* International Cooperation
Science is a truly global endeavour with scientists sharing their knowledge with their colleagues around the world. Most health and bio-medical challenges are borderless and if research is to help meet those challenges, an international approach is essential. As one of the world leaders in health research, the European Union has been encouraging international cooperation for decades.
Project consortia are invited to include research partners from third countries. International cooperation under FP7 is unique in that its focus, besides combining global S&T activities, is to bring thematic and geographical goals to fruition. A number of third countries have already gone a step forward and created contact points which develop and strengthen knowledge transfer and network with the scientific communities within the EU.
Thus, international cooperation has the objectives of supporting European scientific and economic development through strategic partnerships with third countries and also addressing specific problems that third countries face or that have a global character.
The EUís research framework programmes provide a number of avenues for international cooperation:
1) Health research topics open to international applicants
2) International research initiatives (Please click on the link to read more)
Big challenges require big means
Addressing grand challenges in health research, such as cancer or rare diseases, demands substantial investment and resources that cannot be raised by a single country or region alone.
Over the last decade, the European Commission has therefore led the launch of a number of international research initiatives, in collaboration with other funders from EU member states and from countries including the USA, Canada, Japan, China, South Korea and Australia.
International research initiatives, can be established with a group of countries collaborating in international consortia, whose member organisations work toward common goals and objectives while using their own funding mechanisms and rules.
Programme level cooperation
The collaboration bringing to the establishment of international research initiatives is called programme-level cooperation. It emerges from in depth scientific discussions between funders of health research, but does not imply formal or legal settings.
Alignment, Flexibility, Commitment
Each international research initiative has its own particularities in terms of objectives, policies and membership. However, these consortia share a number of common features.
Shared strategic goals
First of all, programme-level cooperation is driven by identified needs in a given area to overcome major global health challenges.
Agreement to pool resources and develop common policies e.g. for data/standards
Once the common goals have been identified, the funding organisations and the leading scientists in a field generate a policy document containing the scientific objectives, approaches and policies that will be used by the consortium. A governance structure is also agreed between the members.
Each member uses its own funding mechanisms and timelines
Membership is associated with a commitment to fund research in line with the overall goals and policies of the initiative. Each member uses its own funding mechanisms and rules.

> [Dataset section]
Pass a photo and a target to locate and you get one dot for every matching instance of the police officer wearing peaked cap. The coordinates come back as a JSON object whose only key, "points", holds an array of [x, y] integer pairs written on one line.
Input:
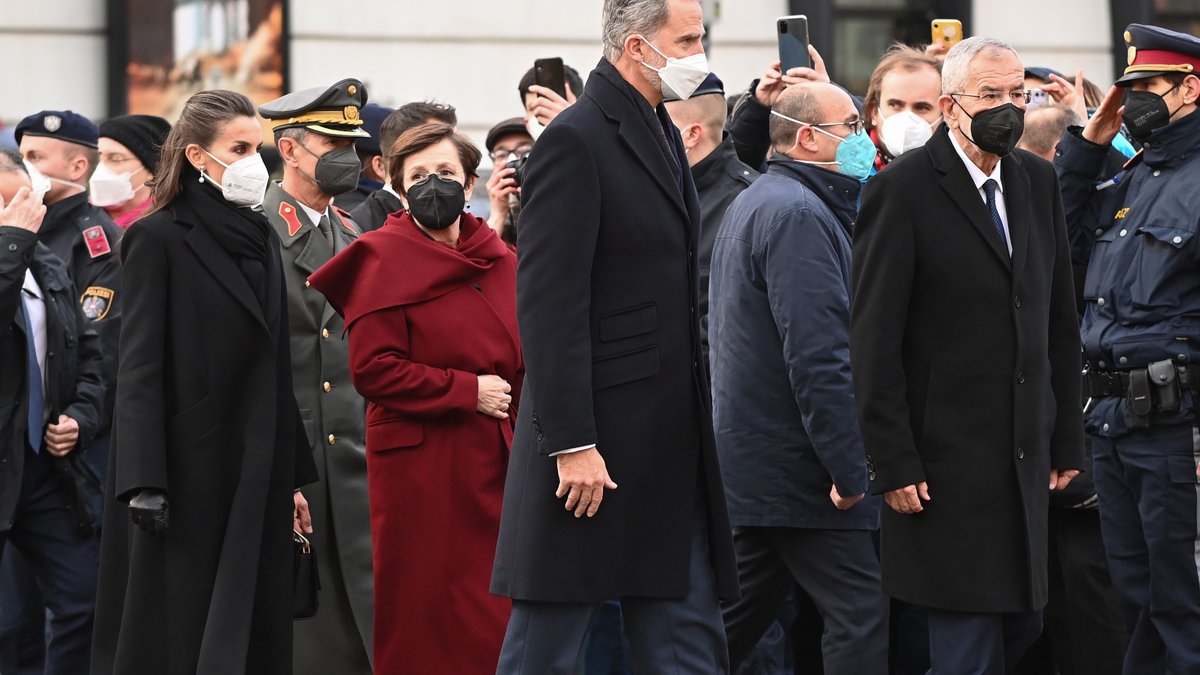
{"points": [[316, 131], [1141, 338]]}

> [Actions to take]
**A)** In the passage on international cooperation in health research, besides EU member states, which countries have funders that collaborated with the European Commission to launch international research initiatives?
**B)** Extend the passage on international cooperation in health research, picking up after its final sentence.
The data has no connection to the passage on international cooperation in health research.

> [Numbered responses]
**A)** The USA, Canada, Japan, China, South Korea and Australia.

**B)**
New members are welcome
All international research initiatives share the same flexibility with regard to the addition of new members. This flexibility to accept new members at any time is a key feature because not all organisations are ready to join at the start of an initiative due to differences in research agendas and timelines.
Click below to learn more about some examples of International Research Initiatives
International Cancer Genome Consortium aims to accelerate research into the causes and control of cancer by generating comprehensive catalogues of genomic abnormalities in cancer tumours.
International Human Epigenome Consortium aims to understand the role of the human epiginome in the maintenance of health and causation of disease by providing 1000 high-resolution reference epigenome maps to the research community.
International Human Microbiome Consortium aims to understand the role of the human microbiome in the maintenance of health and causation of disease and to use that knowledge to improve the ability to prevent and treat disease.
International Knock-Out Mouse Consortium aims to mutate one by one, all protein-coding and small RNA genes in the mouse, leading to a better understanding of gene functions in human diseases.
International Rare Diseases Research Consortium aims to deliver 200 new therapies for rare diseases and means to diagnose most rare diseases by the year 2020.
3) Specific International Cooperation Actions (SICAs)
4) Other forms of international collaborations
World RePORT: An International Research Database for Africa (Please click on the link to read more)
Over the past decade, global concern to address the disproportionate burden of disease and mortality in low-income countries, especially in sub-Saharan Africa, has led to a substantial influx of funding for research by many donor and research agencies addressing particularly HIV/AIDS, tuberculosis, malaria and neglected infectious diseases. This support has been uneven, and health ministries in some sub-Saharan African countries have been overwhelmed with many donors seeking to fund research activities, while neighbouring countries with an equally large burden of disease have suffered from a relative paucity of funding. The heads of nine major research funding organizations (USA National Institutes of Health, Canadian Institute for Health Research, DG Research and Innovation of European Commission, Max Planck Society, UK Medical Research Council, Wellcome Trust, French National Institute of Health and Medical Research, Pasteur Institute and Swedish International Development Agency) have recognized the need to develop a public tool to track these international research activities and investments and to share results. The World RePORT is a search tool that should allow to better understand the landscape of research, identify gaps in funding and areas where there may be a duplication of effort, and work more effectively to synergize investments. They encourage other governments, NGOs, and philanthropic funding agencies to join the effort and to expand World RePORT. The World RePORT is currently hosted at NIH and managed through a Steering Committee of those agencies providing data.